### MATERIAL FOR THIS TASK ###

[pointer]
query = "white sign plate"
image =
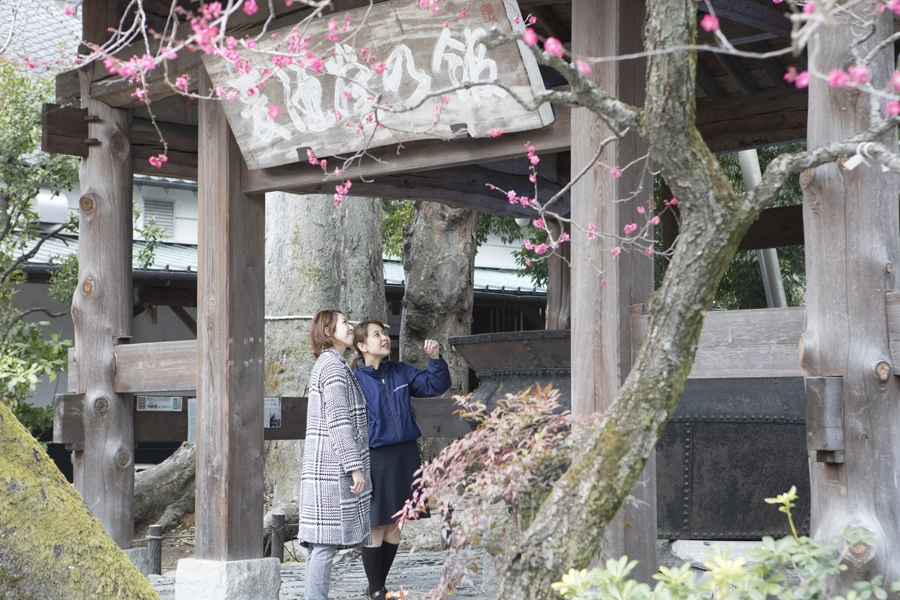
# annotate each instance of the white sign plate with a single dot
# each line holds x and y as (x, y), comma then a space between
(159, 403)
(422, 53)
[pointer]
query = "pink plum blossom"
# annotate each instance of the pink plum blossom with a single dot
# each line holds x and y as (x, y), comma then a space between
(554, 46)
(529, 37)
(709, 23)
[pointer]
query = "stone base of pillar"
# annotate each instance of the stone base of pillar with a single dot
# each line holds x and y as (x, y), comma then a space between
(258, 579)
(140, 558)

###

EXERCISE OBJECTIVE: This exercise needs every entry retyped exactly, with the pictures removed.

EXERCISE OUTPUT:
[pointer]
query = "white sign plate"
image =
# annotate each instance of the white sign plate with a single dot
# each line holds x and y as (x, y), comma then a space between
(159, 403)
(422, 53)
[pointer]
query = "pink plum blossom"
# annotate each instance of the pink plum blossom with a single dot
# each line holds x and y as (x, y), comma then a space between
(554, 46)
(529, 37)
(709, 23)
[pointer]
query = "stone base of pillar"
# annotate each instance of the stone base of pillar with a single dot
# each line holds x and y as (x, y), comma then a space between
(258, 579)
(140, 558)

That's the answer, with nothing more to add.